TEXT PASSAGE ->
Segment Open

This gives us $\tilde{x} = x + \epsilon sign(\nabla_x J(x))$ . This should look familiar, in regular gradient descent, we want $ - \lambda \nabla_x(J(x))$, where $\lambda$ is a learning rate. Although we update weights of the network, not the input.
We’ll modify this equation to subtract the gradient, because we don’t want just any “misclassified” output, but we specifically want a malicious output, which we will pass in as a label.

A Cheap Try

I tried to get GPT-2 (small) to output “Fuck off.”

The starting point at which we pertub the input is “hey how are you doing? I’m doing fine.” The goal is to find an adversarial input that is close to the original input text.

Mum, if you ever read this forgive me for the profanities.

1. Prepare input text, models and masks (0s get masked out)

model_name = "gpt2"
from transformers import GPT2Tokenizer, GPT2LMHeadModel
tokenizer = GPT2Tokenizer.from_pretrained(model_name)
model = GPT2LMHeadModel.from_pretrained(model_name, return_dict=True).cuda()

input_text = "hey how are you doing? I'm doing fine. Fuck off"
input_ids = tokenizer(input_text, return_tensors='pt').input_ids.to(model.device) 
mask = torch.ones(context_ids.shape).to(model.device)
mask[:,-2:] = 0

2. Calculate loss and get gradients

outputs = model(input_ids, labels=input_ids.clone(), attention_mask=mask)
outputs.loss.backward()

Segment Closed

TASK REQUIREMENTS ->
[A] In the GPT-2 adversarial passage, what text is the starting point that gets perturbed?
[B] Pick up the GPT-2 adversarial passage right after its last line and keep it going.
Leave the data after the GPT-2 adversarial passage out of this entirely.

DATA EXTRACT ->

Segment Open

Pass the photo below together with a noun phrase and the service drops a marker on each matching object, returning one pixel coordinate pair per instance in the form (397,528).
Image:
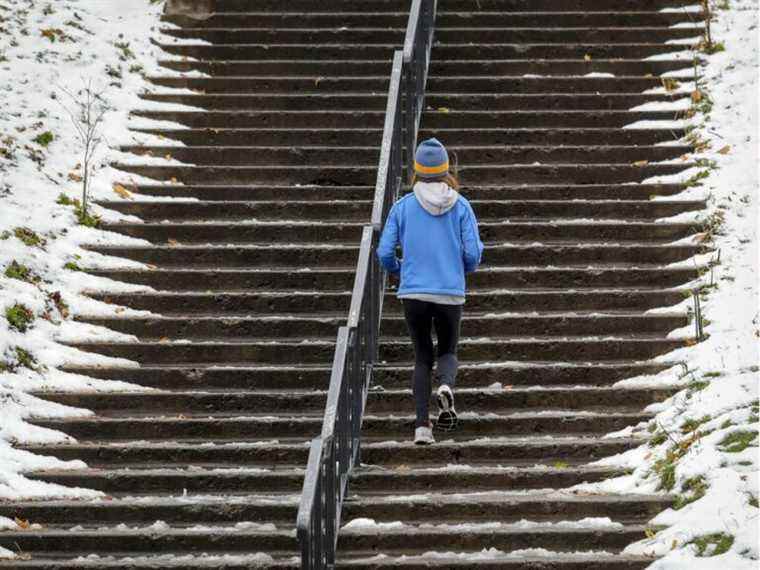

Segment Closed

REPLIES ->
[A] "hey how are you doing? I’m doing fine."

[B]
embed_grads = model.get_input_embeddings().weight.grad
grads = embed_grads[input_ids[:,:-2]]

3. Compute new embeddings $\tilde{x}$ and return the new discrete word units, whose embedding representations are closest to the new embeddings by cosine distance. Note that we subtract the gradient here, because we’ve provided the output that we want the model to produce, and hence want to minimize the loss instead of maximising in the original FGSM formulation.

from sklearn.metrics.pairwise import cosine_similarity

eps = 0.8
original_embeds = model.get_input_embeddings().weight[input_ids[:,:-2]]
new_embeds = original_embeds - eps*torch.sign(grads).to(model.device)
vals = cosine_similarity(new_embeds.detach().cpu().numpy().squeeze(0), model_embeds.detach().cpu().numpy())

4. Check what the new adversarial input is and what it generates:

with torch.no_grad():
  adv_input = tokenizer.decode(torch.tensor(np.argmax(vals, axis=1)))
  out = model.generate(tokenizer.encode(adv_input, return_tensors='pt').to(model.device)
  print("adversarial input:", adv_input)
  print("output:", tokenizer.decode(out.squeeze(0)))

At epsilon 0.7, we get the adversarial input

Input: "hey said are we doing? 'm doing fine" 
Output: " but I'm not sure if we're doing"

At epsilon 0.8, we get the adversarial input

Input: "hey saiddy we doing? 'm doing fine,"
Output: "but I'm not sure if I'm going"

Could be a gentle way of saying “Fuck off”?

Observations contrasting NLP with CV

The fast gradient sign method is much more effective in images, where changes in pixel values could have immediate effects, whereas in NLP we need to discretise the embeddings back to words, so epsilon ended up being pretty high as it needed to change the embeddings sufficiently.
We are restricted to only modifying the same number of tokens. If the input had 5 tokens, this method wouldn’t allow us to add the 6th or 7th (or delete tokens for that matter), so there’s a whole space of possible valid inputs that we aren’t able to explore.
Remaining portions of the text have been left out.